• SUPPLIED DATA:
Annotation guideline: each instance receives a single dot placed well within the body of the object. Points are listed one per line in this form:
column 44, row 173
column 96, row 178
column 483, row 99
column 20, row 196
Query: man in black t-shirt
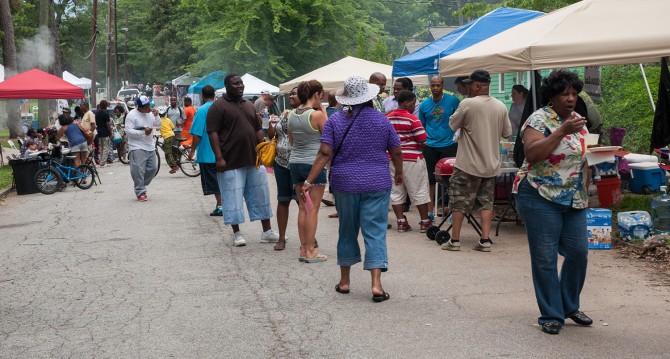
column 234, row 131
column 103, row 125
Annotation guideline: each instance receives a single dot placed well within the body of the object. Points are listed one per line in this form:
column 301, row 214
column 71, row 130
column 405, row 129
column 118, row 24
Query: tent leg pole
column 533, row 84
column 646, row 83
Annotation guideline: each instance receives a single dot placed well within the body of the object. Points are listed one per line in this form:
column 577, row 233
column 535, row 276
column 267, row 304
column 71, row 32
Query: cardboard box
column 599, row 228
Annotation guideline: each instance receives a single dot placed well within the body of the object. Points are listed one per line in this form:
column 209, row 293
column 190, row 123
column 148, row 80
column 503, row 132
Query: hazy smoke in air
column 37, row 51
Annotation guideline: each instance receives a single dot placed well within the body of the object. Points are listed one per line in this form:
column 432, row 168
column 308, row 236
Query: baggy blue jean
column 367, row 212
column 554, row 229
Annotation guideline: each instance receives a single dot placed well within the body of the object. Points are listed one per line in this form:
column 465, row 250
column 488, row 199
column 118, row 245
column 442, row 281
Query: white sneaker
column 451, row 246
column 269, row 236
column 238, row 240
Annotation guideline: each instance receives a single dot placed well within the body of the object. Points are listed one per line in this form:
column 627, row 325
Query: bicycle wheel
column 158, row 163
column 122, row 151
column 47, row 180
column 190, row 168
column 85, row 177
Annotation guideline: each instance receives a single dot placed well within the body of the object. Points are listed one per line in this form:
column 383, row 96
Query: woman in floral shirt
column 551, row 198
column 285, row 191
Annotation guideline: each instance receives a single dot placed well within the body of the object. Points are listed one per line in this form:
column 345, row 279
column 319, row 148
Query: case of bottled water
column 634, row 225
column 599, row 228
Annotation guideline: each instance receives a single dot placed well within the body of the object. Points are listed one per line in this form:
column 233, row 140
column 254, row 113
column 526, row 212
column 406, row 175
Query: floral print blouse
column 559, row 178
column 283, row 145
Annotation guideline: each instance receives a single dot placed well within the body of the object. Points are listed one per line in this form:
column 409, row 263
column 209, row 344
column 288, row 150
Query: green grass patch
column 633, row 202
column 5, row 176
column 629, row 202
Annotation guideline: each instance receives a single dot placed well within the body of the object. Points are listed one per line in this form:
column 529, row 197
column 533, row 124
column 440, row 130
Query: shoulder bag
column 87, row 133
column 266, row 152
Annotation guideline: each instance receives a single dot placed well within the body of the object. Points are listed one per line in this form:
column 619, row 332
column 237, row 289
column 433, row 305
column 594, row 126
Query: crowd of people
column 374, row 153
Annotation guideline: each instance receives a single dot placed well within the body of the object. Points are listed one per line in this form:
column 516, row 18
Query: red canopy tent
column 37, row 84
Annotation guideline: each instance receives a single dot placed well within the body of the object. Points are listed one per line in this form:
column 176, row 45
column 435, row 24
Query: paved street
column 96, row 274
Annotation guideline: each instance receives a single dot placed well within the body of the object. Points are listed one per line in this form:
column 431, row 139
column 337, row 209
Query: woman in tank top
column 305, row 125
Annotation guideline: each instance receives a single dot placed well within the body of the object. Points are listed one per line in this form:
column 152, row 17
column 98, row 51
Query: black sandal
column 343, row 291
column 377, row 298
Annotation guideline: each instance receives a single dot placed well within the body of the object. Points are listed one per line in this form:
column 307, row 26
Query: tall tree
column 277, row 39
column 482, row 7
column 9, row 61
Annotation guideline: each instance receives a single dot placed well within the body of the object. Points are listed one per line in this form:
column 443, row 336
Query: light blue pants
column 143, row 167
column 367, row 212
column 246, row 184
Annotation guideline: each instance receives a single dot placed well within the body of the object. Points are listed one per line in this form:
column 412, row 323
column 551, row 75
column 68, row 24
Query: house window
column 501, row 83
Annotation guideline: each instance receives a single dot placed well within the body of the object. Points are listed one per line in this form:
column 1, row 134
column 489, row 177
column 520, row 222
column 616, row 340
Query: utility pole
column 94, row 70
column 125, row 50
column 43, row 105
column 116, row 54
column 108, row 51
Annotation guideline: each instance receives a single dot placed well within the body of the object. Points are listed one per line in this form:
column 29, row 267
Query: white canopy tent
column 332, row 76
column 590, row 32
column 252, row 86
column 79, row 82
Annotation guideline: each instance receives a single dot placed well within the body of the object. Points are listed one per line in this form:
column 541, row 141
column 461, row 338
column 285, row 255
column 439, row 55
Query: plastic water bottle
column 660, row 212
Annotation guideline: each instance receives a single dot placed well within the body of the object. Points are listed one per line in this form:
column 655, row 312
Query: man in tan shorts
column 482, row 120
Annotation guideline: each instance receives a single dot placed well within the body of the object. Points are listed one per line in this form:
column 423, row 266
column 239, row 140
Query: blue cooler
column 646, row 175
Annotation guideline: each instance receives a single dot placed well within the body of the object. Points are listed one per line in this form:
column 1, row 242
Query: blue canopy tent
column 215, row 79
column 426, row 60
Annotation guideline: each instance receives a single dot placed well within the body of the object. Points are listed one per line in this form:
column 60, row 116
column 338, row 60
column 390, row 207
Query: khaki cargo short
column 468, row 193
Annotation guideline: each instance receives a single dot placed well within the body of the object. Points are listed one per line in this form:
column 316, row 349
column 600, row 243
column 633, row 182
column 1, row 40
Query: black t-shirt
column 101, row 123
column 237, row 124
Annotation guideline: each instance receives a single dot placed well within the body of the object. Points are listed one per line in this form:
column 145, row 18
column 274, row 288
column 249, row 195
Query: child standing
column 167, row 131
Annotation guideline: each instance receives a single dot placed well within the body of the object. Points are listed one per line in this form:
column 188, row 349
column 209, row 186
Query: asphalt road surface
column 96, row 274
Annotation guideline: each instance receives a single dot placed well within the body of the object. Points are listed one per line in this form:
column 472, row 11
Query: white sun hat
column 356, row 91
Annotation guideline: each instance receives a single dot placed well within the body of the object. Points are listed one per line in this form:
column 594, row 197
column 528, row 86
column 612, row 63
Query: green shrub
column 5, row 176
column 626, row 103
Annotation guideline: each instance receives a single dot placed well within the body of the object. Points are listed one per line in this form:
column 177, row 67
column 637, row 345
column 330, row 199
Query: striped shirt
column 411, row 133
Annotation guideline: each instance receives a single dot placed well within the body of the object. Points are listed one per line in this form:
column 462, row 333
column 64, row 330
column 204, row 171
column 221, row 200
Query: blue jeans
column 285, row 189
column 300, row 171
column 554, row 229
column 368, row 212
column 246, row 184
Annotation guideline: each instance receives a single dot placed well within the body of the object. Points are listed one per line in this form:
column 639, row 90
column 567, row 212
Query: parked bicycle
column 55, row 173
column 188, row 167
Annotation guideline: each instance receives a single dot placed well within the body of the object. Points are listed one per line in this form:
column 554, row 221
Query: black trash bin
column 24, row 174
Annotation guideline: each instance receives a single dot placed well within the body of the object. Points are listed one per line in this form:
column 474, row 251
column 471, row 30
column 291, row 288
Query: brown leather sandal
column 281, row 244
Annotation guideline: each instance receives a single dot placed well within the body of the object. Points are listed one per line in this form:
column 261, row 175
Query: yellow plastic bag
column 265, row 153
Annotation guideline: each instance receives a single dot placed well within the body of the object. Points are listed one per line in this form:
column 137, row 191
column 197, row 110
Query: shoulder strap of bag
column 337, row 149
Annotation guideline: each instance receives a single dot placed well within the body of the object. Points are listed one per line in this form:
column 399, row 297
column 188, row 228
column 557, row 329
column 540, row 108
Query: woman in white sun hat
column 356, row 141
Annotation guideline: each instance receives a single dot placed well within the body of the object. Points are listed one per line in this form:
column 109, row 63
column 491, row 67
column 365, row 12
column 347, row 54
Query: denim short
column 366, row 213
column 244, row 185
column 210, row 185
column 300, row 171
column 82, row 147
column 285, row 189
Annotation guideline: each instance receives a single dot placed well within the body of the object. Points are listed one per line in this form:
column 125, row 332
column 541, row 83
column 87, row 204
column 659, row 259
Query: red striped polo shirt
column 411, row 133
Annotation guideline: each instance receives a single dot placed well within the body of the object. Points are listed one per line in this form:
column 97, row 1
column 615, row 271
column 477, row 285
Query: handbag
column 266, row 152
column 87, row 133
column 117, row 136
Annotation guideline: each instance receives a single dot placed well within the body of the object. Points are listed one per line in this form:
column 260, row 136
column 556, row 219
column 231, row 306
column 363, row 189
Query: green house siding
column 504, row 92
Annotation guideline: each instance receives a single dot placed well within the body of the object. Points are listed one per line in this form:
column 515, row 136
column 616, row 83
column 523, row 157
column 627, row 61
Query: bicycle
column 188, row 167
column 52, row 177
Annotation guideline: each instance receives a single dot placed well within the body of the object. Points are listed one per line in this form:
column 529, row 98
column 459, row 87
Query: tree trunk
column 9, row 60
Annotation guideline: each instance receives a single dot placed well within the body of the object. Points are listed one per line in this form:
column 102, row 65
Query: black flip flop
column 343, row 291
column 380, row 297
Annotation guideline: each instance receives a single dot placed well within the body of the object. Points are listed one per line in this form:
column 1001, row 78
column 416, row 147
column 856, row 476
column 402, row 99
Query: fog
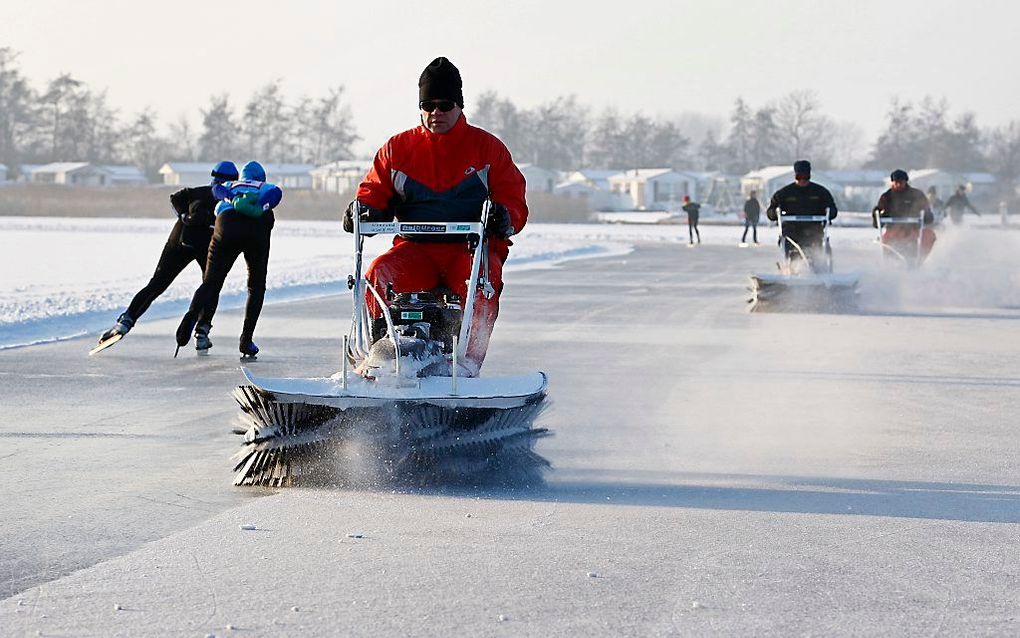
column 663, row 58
==
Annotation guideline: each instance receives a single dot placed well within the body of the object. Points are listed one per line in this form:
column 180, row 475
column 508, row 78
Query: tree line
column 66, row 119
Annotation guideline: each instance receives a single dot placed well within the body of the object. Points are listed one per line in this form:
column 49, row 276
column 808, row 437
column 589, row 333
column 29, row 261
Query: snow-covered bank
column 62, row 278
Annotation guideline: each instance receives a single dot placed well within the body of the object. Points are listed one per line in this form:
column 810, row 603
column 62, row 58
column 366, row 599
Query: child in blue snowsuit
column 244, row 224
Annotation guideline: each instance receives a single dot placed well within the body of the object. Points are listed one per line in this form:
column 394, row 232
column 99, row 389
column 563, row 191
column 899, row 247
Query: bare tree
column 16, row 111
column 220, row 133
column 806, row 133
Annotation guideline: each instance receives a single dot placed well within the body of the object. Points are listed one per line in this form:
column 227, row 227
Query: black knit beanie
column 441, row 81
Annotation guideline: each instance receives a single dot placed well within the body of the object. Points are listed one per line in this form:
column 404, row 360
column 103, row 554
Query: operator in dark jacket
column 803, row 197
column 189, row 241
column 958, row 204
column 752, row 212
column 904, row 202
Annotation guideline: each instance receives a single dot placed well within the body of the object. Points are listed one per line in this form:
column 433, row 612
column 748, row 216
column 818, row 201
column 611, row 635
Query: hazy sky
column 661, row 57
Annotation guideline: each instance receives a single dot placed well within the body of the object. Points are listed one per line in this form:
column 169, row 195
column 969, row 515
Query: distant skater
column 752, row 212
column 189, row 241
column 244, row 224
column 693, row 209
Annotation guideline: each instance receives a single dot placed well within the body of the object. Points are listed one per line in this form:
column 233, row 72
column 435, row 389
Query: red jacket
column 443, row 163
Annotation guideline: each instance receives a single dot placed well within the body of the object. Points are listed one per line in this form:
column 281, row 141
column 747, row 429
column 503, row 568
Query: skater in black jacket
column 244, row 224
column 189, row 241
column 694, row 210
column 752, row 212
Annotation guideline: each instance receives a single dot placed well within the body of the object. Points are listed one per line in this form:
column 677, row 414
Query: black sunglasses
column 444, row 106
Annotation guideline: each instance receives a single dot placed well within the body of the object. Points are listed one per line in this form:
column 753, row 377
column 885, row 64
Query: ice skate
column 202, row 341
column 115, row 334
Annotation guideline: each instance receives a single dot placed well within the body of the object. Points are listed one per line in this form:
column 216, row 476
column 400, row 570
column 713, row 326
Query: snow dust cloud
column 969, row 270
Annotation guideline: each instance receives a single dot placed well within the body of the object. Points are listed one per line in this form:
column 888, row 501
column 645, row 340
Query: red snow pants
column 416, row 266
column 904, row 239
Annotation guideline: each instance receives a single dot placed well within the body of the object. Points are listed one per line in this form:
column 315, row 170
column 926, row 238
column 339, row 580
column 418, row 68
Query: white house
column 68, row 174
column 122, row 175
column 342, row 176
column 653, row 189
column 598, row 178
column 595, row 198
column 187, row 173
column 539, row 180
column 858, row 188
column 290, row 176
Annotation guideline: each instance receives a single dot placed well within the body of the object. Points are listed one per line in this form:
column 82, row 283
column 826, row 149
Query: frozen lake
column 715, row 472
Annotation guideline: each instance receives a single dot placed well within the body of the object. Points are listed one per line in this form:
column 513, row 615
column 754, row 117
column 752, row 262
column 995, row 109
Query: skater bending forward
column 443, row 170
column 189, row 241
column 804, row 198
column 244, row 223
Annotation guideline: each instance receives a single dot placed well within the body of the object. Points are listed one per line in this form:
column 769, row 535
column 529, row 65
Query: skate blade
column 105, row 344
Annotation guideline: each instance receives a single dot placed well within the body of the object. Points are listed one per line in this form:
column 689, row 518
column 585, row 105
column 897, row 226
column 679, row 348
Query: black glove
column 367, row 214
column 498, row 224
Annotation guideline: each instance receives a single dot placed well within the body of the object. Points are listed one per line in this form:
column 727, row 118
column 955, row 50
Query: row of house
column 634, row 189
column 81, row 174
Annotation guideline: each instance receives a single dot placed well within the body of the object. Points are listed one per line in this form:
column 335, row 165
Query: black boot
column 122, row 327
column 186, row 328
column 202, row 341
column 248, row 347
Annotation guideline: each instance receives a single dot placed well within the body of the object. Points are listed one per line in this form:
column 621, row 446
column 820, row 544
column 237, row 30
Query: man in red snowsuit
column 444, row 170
...
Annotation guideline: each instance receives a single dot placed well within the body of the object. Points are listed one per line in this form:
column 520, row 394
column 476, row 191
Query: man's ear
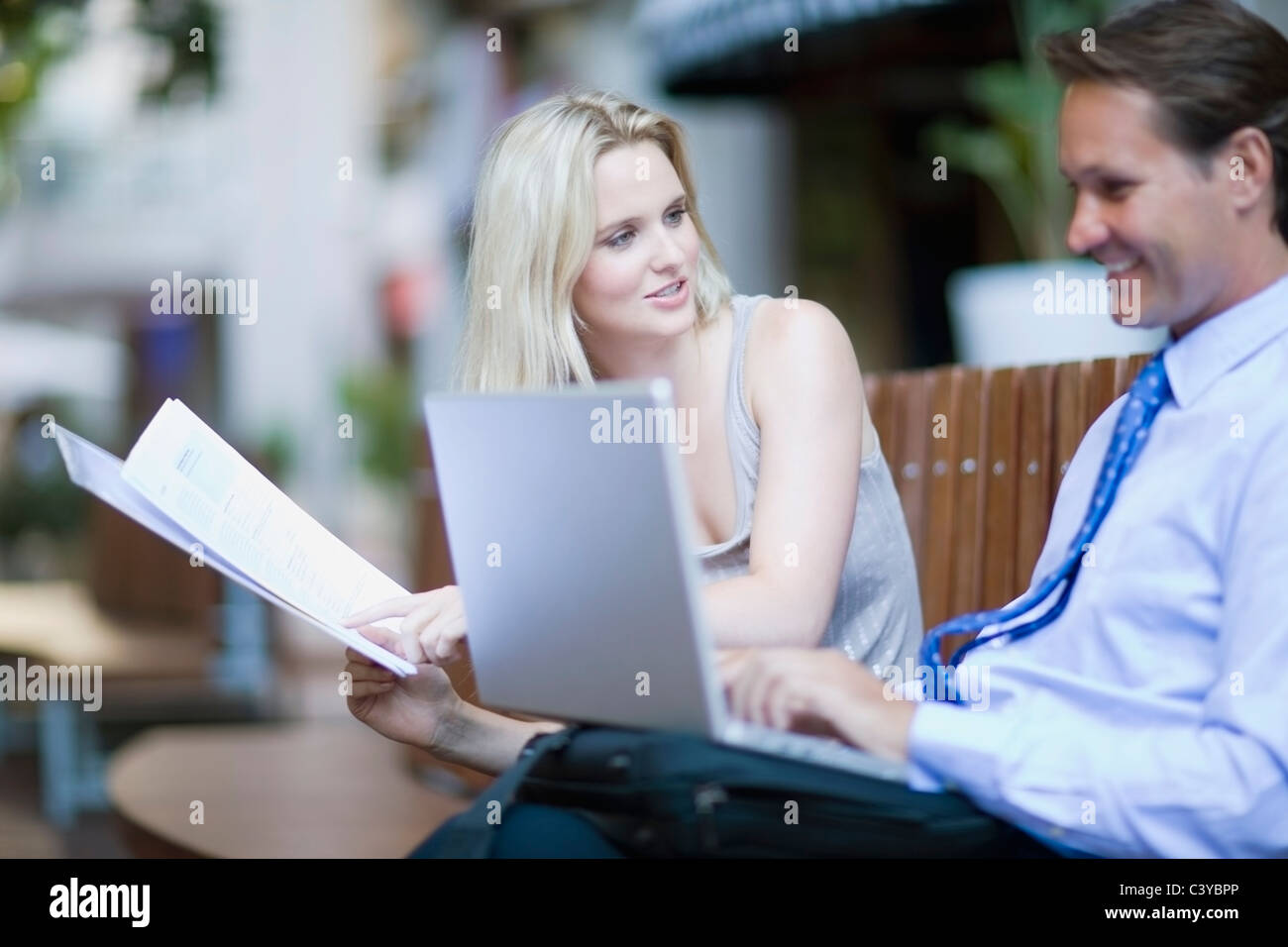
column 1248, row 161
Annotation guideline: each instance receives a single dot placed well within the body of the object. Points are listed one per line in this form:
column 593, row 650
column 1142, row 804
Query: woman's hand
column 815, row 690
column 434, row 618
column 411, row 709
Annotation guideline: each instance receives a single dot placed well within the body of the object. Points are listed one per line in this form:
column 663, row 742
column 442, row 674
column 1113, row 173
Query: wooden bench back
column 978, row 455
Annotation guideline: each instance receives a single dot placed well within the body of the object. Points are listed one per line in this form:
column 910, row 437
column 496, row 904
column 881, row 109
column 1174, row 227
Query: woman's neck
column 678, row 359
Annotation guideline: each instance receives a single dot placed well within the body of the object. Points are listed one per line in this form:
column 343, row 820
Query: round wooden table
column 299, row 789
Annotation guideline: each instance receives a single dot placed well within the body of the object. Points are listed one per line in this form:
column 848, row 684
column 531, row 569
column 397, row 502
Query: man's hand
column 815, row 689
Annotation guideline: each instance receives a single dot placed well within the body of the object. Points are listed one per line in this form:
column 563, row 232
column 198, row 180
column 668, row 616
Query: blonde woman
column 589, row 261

• EXERCISE: Pull out each line of the data above that contains the string "skater", matching case exactly.

• WRITTEN REPLY:
Query: distant skater
Query: skater in black jacket
Query: skater bending forward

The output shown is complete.